Records from a collection:
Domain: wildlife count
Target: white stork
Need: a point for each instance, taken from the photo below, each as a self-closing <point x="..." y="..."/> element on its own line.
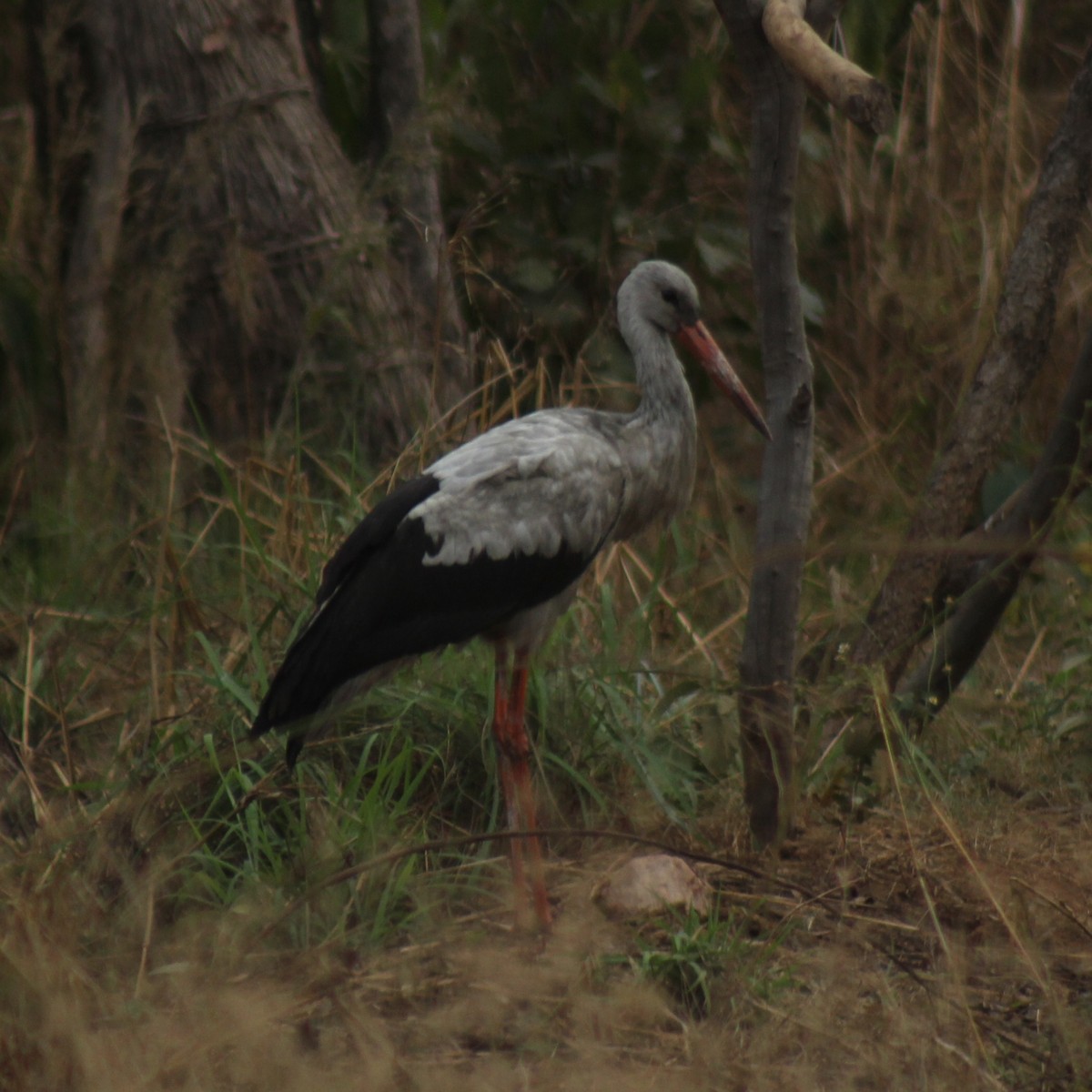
<point x="492" y="539"/>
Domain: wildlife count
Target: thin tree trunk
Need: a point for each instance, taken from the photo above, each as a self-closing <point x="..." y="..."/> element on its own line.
<point x="1010" y="544"/>
<point x="769" y="652"/>
<point x="1024" y="326"/>
<point x="218" y="248"/>
<point x="401" y="136"/>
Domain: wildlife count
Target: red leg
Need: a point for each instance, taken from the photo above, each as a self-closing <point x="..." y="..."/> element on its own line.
<point x="513" y="751"/>
<point x="524" y="790"/>
<point x="500" y="733"/>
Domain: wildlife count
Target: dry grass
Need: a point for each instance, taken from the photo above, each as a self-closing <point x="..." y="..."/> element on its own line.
<point x="932" y="925"/>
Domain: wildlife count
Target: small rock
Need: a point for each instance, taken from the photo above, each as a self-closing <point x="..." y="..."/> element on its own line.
<point x="647" y="885"/>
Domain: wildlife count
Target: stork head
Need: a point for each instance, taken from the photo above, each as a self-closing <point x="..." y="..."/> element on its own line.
<point x="662" y="295"/>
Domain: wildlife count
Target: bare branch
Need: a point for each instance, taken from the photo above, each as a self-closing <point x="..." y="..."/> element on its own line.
<point x="1013" y="543"/>
<point x="768" y="660"/>
<point x="1024" y="326"/>
<point x="833" y="77"/>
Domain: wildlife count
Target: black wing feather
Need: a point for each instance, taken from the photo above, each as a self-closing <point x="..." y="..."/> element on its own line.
<point x="379" y="602"/>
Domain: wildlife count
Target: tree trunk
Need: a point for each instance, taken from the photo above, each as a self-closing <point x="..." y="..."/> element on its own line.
<point x="401" y="137"/>
<point x="1024" y="326"/>
<point x="217" y="246"/>
<point x="768" y="660"/>
<point x="1009" y="544"/>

__Task prompt__:
All of the data above should be transcribed verbatim, with pictures omitted.

__Finished exercise__:
Domain: wildlife count
Target: white stork
Need: a point for each instance, taken from the photo below, each as a self-closing <point x="..." y="..."/> element on its own line.
<point x="492" y="539"/>
Domain: wildlife count
Target: thin tree trunk
Need: a point for each instance, taken from the photo above, each as a self-closing <point x="..." y="..."/> element on its own line.
<point x="1010" y="544"/>
<point x="769" y="652"/>
<point x="1024" y="326"/>
<point x="218" y="248"/>
<point x="401" y="136"/>
Domain: wildlife count
Target: red leg
Need: a point for each instance, taken from the photo above, each as a self-closing <point x="..." y="..."/> element on its own line.
<point x="513" y="751"/>
<point x="524" y="790"/>
<point x="500" y="733"/>
Domain: wildlife count
Target: dry grass
Need: a point for each instance, taken from the photo above, each as a self-closing <point x="..." y="..."/> element on its own line.
<point x="932" y="925"/>
Domain: wildlife count
Target: small rock
Need: a point for each instance, taken from the photo above, each as a self-closing <point x="..." y="..."/> element on its own line.
<point x="647" y="885"/>
Domain: wildlife count
Target: stork head
Need: a point for each instance, taken from the photo above, each as a self-closing <point x="..." y="..."/> element on its own line.
<point x="662" y="295"/>
Domain: wildlife count
Target: bare branch
Need: a point for each instance, taken from the photo above, each as a self-closing <point x="..." y="..."/> element on its own line.
<point x="1013" y="543"/>
<point x="768" y="660"/>
<point x="1024" y="326"/>
<point x="833" y="77"/>
Domain: wildlife count
Target: black wing feather
Need: a point for each instance, taken from the photo above, each as a self-closing <point x="..." y="..."/> element on its own line.
<point x="379" y="602"/>
Domain: wildlife count
Target: tree trunk
Need: a point for each instance, taken from the photo above, each as a self-closing <point x="..." y="..."/> element on its own line.
<point x="401" y="137"/>
<point x="1024" y="326"/>
<point x="217" y="246"/>
<point x="768" y="660"/>
<point x="1009" y="544"/>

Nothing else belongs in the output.